◆ **GOAL 1**
Pull out every line of the rows below that contains the word "hand", and copy each one in full.

◆ **PROVIDED TEXT**
⟨
Spiritually, is your home like that? Are you making the environment
for your own kids like that? In a much more insidious, dark
way, spiritually. Well, then meditate on that and
mourn over that. God, what am I doing? How can I be so blind? See the damage that sin does
to myself. See the damage that sin does
to others. Meditate on that. See the damage that sin does
to God. This is where the mourning becomes
most intense. for the believer. I mean you
think about what David had done when he sinned with Bathsheba.
He allowed the lust of his heart to control him and he took another
man's wife for himself and then having impregnated her
He calls the man home to try to cover his sin. Calls him home
from battle. I want you to give you personally,
I want you to have some time off. Go spend some time with
your wife. So I want you, David's trying to cover his sin. Assuming
they'll have relations and then they'll assume it's his child.
Uriah is such a noble man that he won't even enjoy time with
his wife while his brothers are out in battle. He sleeps outside
on the porch of his house. That kind of loyalty is repaid
by David, by David giving the order to the general, when you're
fighting, draw back from him and leave him so he can be surrounded
and killed. So Uriah is killed. So David
committed adultery and he committed murder. What wicked sins. And the damage
his sin did to Bathsheba, to Uriah, to the child that they
had, remember that the Lord took that child? But in Psalm 51 verse four, we
know David was broken in all the ways he should have over
all those things, but in Psalm 51 verse four he says this, against
thee and thee only have I sinned. He's not saying I didn't sin
against anybody else, but he's saying comparatively. The offense against you, oh God,
is so great that though I'm sure he made
the others right every way he could, he married Bathsheba,
brought her into his house, then God gave him Solomon through
Bathsheba. Clearly he had repented appropriately. Christ comes through
that. Isn't that amazing? Through the
line of Solomon. But he says, against thee and
thee only have I sinned. When I see my sin before you,
it crowds out every other concern. You are the one that I have attacked. Because my sin is an attack on
God's character. I mean we're basically saying
every time that we see and every time that we want something and
we're not getting it and we punish someone and we do evil what we're
saying is God is withholding something for me that I need
and I'm determined to have it and he's not good for not giving
it to me. When someone commits adultery
they're saying God is not good. A man looks at pornography on
his computer, he's saying God is not good. Because he's not giving me what
I need. That is a lie. God has given every one of us
what we need. If you're single, he's given you what you need. He will give you the grace to
be pure in your singleness. He makes no mistakes, so stop
saying that he is not good. But when we do these things,
we are testifying he's not good. We're agreeing with Satan. It
was essentially what he said. The first sin, remember, the
Lord's holding back on you. He doesn't want you to have that
tree, the fruit of that tree, because he knows that that's
what you need. You see, God's not good. If he
were good, he would want you to have that. So the one tree
that God had forbidden, the whole world is open to them. One negative
command, don't touch, don't eat the fruit of that tree. Don't
eat it. He didn't say don't touch it,
he said don't eat it. In that one command, Satan turned
around against the Lord and they believed him. It's mind-blowing. Maybe he's not good, why would
he hold out on us that? Rather than looking all that he's given
you, he must have a good reason to hold that back, because look
at his generosity everywhere else. Every time we sin, we are
lying about God. We are telling an unbelieving
world, anyone looking at us, yes, God is not good. Now, when you understand that,
this is going to make it so much uglier. I didn't want to say
that. I mean, we don't only consciously
think that when we're about to sin. We just think we want something
and we forget it. We don't want to think about
the fact that God doesn't want us to have it. But what we're doing is we're
saying his character, we're assaulting his character. We are hurting
his reputation. We are damaging his reputation.
⟩
◆ **PROVIDED INFORMATION**
⟨
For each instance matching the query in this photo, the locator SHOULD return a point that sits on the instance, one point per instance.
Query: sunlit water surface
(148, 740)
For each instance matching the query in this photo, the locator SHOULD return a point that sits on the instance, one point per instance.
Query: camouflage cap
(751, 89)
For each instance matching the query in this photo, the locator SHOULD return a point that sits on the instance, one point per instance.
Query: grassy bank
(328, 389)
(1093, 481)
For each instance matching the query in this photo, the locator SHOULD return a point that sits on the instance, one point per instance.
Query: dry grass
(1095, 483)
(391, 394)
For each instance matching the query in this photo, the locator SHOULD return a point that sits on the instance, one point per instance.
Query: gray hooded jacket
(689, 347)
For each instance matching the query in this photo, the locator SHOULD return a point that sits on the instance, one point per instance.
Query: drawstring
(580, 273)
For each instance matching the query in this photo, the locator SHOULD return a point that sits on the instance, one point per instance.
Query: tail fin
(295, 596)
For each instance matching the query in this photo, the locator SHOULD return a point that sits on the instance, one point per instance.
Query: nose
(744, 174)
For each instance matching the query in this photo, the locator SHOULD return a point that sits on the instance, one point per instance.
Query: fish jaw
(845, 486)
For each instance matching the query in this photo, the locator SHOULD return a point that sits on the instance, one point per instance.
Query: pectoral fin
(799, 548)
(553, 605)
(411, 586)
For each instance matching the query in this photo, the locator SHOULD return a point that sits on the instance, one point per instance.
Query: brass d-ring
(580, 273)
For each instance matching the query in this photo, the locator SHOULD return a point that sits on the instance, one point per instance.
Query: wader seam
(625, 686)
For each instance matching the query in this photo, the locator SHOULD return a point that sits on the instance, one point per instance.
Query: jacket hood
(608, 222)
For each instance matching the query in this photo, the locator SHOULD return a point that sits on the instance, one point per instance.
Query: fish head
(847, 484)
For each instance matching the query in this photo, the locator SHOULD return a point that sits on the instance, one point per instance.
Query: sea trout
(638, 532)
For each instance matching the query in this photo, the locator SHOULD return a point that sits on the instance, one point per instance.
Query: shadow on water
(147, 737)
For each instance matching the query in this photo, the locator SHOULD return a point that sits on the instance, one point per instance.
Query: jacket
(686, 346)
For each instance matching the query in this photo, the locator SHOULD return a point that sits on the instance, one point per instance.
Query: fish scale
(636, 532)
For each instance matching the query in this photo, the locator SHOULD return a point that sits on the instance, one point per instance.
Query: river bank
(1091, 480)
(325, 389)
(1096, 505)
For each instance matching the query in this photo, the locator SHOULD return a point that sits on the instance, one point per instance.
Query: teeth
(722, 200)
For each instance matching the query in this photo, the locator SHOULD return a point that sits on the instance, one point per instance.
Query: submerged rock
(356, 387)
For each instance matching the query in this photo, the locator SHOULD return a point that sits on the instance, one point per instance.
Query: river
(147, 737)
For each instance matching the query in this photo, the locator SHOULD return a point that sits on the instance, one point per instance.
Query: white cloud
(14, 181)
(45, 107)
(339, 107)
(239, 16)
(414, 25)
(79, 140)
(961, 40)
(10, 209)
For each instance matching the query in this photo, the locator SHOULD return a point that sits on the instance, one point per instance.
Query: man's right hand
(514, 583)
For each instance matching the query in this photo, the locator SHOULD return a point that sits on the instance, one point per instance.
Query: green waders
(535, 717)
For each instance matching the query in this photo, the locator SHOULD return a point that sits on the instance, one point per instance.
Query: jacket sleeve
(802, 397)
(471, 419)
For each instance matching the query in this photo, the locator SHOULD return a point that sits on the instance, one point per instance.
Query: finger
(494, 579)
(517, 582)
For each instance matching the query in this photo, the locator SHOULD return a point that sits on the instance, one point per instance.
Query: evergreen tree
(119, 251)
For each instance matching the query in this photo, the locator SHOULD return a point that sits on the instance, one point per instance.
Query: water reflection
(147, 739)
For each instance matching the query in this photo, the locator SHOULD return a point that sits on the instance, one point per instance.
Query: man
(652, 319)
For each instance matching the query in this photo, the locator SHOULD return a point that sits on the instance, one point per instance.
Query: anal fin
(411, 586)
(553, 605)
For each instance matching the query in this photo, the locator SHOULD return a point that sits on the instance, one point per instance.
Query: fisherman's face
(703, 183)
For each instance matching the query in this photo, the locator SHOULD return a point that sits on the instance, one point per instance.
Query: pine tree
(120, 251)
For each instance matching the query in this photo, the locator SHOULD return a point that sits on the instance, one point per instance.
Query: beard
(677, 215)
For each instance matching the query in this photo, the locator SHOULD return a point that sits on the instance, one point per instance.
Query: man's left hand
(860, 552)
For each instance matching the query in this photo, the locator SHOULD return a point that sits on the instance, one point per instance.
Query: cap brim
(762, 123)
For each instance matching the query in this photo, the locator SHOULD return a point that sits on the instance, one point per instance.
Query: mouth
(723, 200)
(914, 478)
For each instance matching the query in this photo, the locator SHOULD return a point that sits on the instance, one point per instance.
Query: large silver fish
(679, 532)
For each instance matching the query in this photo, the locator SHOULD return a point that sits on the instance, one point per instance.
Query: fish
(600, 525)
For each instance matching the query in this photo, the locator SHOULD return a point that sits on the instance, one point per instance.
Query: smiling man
⟩
◆ **GOAL 2**
In the passage above about sin and David, write out the words from "Spiritually, is your" up to and including "sinned with Bathsheba." without changing anything.

◆ **ANSWER 1**
Query: man's right hand
Query: man's left hand

◆ **ANSWER 2**
Spiritually, is your home like that? Are you making the environment
for your own kids like that? In a much more insidious, dark
way, spiritually. Well, then meditate on that and
mourn over that. God, what am I doing? How can I be so blind? See the damage that sin does
to myself. See the damage that sin does
to others. Meditate on that. See the damage that sin does
to God. This is where the mourning becomes
most intense. for the believer. I mean you
think about what David had done when he sinned with Bathsheba.